DATASET EXTRACT:
■ ■ ■
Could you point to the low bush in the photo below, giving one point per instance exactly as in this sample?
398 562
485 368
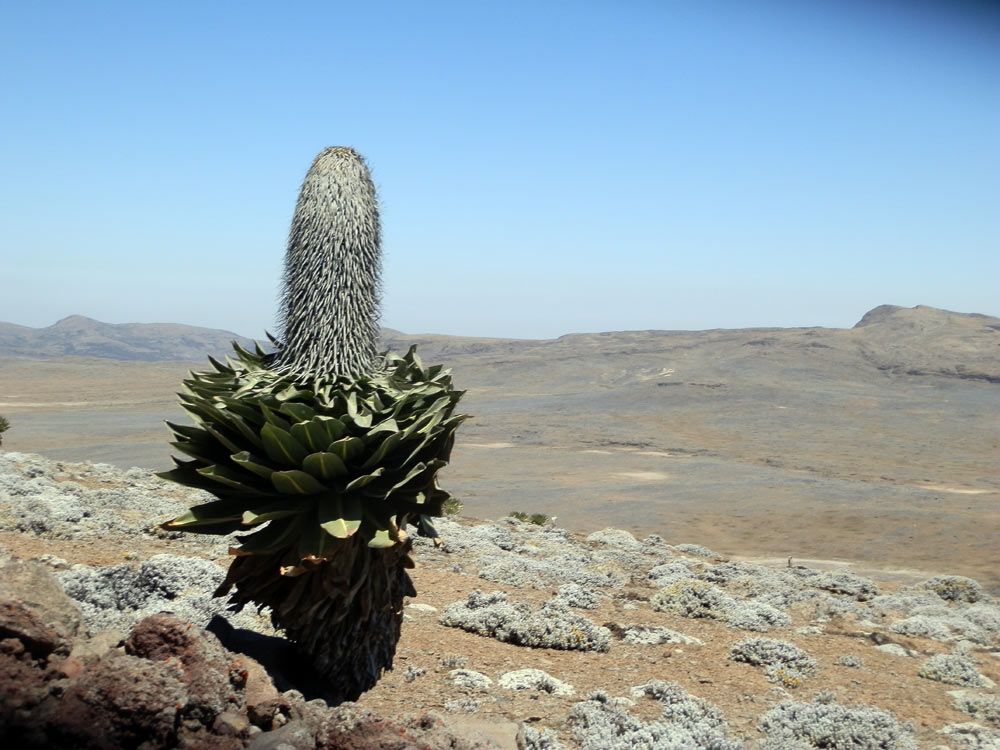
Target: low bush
832 726
783 663
554 626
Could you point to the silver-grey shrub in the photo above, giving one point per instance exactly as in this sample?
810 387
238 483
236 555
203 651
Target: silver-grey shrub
783 662
794 725
691 597
955 588
575 595
982 706
554 626
118 596
604 723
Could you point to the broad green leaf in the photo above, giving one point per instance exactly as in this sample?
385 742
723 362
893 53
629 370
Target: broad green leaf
386 425
347 449
352 404
318 433
298 412
272 417
245 460
365 479
335 429
281 446
293 392
386 447
232 479
276 535
339 516
324 465
207 513
382 539
295 482
249 413
274 510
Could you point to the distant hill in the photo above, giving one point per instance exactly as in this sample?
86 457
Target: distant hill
899 340
77 336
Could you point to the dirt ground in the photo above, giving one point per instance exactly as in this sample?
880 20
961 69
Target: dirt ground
428 650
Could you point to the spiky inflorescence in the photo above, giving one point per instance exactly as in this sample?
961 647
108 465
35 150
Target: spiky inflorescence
322 451
330 298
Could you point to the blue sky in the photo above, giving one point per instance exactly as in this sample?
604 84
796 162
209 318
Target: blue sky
543 167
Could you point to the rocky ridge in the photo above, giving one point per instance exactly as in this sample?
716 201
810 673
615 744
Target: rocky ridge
522 635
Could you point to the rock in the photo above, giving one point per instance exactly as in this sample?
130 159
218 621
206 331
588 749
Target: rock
212 677
122 701
32 585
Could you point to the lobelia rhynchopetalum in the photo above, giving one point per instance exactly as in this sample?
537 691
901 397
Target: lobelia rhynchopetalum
324 452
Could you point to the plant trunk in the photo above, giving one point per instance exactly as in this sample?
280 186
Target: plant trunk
344 613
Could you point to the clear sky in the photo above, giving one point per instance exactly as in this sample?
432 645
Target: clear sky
543 167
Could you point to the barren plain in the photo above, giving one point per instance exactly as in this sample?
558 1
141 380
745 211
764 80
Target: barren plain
876 446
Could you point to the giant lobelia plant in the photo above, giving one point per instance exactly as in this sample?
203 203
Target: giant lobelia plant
322 453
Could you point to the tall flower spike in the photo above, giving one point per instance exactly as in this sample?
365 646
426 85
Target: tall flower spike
331 283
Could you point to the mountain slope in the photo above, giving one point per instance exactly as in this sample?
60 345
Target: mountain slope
78 336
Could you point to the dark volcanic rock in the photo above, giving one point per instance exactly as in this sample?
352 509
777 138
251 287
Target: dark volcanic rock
212 677
172 684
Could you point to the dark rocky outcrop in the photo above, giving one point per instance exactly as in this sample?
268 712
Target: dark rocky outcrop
168 684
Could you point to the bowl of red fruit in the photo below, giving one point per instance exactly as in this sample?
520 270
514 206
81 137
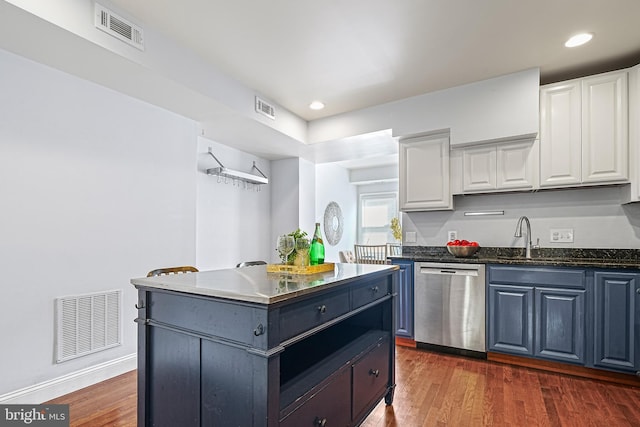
■ ■ ■
EXERCISE DIRECTIONS:
Show all lines in the records above that hold "below".

FINISHED TASK:
Could you point to the low bush in the photo below, giving one point per instance exactly as in this sample?
Could you point to the bowl of red fruit in the photo below, giving one point per instance exactly as in this sample?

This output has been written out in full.